[Stored dataset items]

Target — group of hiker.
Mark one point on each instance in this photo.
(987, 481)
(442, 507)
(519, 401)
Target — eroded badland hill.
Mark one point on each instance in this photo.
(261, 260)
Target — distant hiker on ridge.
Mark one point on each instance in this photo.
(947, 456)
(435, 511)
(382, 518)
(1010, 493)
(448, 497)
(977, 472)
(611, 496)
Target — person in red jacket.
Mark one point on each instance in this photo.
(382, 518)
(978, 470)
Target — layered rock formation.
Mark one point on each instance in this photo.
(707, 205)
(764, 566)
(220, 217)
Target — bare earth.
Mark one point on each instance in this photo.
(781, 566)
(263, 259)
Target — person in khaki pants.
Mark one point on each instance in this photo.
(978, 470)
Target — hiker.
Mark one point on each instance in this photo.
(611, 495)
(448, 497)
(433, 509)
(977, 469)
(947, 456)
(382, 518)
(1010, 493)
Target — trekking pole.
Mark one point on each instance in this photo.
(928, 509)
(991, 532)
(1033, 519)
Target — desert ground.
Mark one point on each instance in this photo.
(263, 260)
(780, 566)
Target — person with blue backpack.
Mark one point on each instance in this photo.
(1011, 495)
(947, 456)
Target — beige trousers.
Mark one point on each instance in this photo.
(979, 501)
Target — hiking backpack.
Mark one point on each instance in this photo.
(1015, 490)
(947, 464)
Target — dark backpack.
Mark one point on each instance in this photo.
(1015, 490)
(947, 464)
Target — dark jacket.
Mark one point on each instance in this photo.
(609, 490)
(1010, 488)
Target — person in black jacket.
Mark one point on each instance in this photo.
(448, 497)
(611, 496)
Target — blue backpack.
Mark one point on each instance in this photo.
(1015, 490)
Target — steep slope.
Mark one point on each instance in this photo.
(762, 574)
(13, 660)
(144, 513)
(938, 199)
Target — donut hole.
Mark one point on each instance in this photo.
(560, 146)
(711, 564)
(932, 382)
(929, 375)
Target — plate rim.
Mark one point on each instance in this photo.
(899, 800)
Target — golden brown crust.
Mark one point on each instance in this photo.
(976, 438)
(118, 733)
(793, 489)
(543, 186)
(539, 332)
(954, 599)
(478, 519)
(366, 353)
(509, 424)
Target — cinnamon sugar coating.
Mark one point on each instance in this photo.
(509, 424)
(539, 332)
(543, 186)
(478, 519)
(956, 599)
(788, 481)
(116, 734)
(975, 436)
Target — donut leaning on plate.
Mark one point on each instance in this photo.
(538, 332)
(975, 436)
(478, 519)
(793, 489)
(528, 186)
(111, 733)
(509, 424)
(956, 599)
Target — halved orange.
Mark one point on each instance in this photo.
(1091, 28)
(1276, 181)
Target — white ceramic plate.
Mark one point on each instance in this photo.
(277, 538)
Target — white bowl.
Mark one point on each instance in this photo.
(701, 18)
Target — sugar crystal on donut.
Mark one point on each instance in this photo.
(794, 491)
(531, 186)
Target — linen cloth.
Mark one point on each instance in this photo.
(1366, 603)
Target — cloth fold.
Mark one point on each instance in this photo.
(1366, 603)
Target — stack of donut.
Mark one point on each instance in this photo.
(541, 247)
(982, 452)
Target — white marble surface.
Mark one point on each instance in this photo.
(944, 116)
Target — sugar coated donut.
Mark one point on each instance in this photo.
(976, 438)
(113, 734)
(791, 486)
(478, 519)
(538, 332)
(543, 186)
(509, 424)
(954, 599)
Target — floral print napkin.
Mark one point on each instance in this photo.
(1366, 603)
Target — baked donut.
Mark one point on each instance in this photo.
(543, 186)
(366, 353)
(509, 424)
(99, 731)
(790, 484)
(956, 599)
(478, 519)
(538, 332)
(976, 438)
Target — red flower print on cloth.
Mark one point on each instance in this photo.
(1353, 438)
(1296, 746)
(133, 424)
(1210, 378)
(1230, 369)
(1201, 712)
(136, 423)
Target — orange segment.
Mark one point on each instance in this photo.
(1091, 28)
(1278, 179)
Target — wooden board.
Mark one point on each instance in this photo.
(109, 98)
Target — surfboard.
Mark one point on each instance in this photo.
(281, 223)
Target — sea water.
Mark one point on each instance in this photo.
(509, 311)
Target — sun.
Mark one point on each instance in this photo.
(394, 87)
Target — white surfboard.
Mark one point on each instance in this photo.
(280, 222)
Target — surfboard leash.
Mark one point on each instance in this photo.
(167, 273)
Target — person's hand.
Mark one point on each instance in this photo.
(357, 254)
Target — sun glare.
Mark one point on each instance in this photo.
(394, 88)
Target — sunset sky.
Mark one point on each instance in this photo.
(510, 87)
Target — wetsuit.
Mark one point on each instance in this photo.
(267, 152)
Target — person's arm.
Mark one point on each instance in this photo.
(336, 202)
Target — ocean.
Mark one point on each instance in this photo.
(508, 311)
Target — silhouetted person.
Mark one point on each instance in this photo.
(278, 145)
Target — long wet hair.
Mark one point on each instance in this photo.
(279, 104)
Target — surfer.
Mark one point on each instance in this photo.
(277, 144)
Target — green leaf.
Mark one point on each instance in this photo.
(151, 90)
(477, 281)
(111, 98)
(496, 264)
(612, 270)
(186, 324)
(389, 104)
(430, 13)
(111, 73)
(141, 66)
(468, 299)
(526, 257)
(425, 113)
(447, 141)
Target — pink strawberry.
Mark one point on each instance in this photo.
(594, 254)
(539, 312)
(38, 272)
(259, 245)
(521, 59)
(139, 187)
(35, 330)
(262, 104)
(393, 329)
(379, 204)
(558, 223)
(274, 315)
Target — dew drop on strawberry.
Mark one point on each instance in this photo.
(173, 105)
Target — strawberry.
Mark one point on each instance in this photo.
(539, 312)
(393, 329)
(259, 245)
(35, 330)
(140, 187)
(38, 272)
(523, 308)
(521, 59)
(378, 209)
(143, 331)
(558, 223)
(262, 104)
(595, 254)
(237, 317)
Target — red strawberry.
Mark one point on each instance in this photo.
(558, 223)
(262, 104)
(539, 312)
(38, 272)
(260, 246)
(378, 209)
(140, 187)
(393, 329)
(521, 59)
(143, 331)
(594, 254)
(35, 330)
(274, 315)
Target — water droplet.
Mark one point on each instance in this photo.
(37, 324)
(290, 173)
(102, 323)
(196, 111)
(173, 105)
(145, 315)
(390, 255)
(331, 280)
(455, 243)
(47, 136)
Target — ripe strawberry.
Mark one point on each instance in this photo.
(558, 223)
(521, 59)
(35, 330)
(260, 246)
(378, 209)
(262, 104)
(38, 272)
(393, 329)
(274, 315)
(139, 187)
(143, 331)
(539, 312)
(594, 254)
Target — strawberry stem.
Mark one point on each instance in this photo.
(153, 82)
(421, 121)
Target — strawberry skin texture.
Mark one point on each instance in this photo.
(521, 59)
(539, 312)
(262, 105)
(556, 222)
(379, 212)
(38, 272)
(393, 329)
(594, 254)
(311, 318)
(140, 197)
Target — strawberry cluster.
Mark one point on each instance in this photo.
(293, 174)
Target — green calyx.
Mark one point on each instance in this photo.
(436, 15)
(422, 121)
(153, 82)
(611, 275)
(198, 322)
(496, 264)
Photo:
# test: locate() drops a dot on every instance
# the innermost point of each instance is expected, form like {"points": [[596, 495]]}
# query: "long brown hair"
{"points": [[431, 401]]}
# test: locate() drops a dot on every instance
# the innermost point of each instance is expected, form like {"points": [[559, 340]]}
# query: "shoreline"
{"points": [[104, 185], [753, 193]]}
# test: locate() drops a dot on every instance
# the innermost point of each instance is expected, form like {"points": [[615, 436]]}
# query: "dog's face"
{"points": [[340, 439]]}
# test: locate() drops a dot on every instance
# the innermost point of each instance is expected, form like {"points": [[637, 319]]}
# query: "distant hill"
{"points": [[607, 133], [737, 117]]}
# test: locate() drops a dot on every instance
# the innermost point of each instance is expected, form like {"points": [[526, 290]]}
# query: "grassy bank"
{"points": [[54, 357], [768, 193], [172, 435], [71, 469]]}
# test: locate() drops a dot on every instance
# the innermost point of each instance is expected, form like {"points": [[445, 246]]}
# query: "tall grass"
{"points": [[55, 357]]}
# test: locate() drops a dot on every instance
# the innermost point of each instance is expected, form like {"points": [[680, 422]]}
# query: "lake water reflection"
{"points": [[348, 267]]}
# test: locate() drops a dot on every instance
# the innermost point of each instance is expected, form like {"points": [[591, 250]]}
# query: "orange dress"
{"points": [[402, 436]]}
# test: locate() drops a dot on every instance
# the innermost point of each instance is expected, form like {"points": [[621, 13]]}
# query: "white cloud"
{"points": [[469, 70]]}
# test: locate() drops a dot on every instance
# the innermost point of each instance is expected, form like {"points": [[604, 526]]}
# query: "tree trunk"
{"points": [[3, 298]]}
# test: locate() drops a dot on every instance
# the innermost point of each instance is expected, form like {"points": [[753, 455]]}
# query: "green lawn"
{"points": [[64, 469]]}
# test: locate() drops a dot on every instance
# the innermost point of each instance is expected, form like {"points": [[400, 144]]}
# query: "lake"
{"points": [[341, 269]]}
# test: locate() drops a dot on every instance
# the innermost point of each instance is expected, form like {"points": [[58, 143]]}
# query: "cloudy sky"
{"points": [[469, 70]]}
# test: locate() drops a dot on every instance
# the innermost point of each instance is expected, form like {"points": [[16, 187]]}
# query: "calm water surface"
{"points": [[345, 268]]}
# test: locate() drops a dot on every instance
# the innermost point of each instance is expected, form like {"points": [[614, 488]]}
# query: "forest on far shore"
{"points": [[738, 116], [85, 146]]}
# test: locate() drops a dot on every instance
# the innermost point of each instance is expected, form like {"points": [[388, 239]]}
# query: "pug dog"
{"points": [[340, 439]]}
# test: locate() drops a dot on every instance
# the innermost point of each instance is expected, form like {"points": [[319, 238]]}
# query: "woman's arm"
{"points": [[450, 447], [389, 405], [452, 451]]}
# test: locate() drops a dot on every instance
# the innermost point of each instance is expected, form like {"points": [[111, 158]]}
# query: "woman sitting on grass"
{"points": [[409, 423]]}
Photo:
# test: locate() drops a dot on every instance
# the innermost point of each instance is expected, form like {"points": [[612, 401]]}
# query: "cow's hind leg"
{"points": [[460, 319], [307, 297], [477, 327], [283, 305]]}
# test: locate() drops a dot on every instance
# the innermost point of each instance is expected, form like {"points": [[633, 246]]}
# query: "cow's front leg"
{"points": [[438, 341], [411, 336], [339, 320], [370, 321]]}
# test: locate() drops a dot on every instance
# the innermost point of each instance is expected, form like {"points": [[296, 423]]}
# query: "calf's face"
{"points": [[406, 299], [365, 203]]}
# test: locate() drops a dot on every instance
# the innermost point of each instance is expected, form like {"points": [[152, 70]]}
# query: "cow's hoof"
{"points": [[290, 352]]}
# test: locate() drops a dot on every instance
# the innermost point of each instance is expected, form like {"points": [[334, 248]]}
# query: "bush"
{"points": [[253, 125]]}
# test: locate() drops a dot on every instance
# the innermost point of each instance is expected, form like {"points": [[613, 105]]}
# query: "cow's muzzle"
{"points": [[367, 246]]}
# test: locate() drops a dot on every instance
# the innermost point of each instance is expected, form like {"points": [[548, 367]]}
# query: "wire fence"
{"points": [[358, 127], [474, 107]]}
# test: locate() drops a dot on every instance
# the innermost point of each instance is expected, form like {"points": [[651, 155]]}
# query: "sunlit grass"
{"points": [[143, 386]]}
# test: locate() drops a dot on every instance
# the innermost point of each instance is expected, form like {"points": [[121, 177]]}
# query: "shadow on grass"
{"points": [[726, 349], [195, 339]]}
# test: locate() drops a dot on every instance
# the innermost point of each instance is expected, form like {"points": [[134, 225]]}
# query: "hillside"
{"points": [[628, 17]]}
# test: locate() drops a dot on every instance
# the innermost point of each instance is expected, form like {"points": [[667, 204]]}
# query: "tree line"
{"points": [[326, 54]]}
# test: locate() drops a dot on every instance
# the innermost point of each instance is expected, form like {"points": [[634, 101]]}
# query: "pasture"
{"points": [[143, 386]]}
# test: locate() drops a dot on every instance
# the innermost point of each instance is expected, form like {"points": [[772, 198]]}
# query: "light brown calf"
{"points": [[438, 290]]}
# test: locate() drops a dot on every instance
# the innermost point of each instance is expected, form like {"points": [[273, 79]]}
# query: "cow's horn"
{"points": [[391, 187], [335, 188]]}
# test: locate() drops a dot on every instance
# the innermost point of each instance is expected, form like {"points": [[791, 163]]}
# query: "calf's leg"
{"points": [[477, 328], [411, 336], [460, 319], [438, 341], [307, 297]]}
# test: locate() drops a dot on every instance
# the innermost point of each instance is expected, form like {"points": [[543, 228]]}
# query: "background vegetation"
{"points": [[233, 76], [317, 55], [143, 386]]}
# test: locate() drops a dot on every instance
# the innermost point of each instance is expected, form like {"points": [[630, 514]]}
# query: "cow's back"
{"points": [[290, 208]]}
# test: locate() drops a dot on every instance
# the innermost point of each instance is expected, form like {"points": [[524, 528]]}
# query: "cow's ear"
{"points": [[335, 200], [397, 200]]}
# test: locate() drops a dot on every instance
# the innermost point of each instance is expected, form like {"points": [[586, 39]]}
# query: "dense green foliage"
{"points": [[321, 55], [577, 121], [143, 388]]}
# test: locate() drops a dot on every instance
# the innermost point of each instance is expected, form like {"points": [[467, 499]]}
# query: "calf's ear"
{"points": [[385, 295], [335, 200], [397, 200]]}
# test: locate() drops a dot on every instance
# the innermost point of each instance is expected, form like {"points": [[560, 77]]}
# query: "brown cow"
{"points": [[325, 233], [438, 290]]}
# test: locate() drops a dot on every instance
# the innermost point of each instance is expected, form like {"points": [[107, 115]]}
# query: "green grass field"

## Task instructions
Which lines in the items above contain the word "water"? Pick out each one and copy it.

## Reply
Target — sea water.
Target — water droplet.
# query: "lake water reflection"
# query: "calm water surface"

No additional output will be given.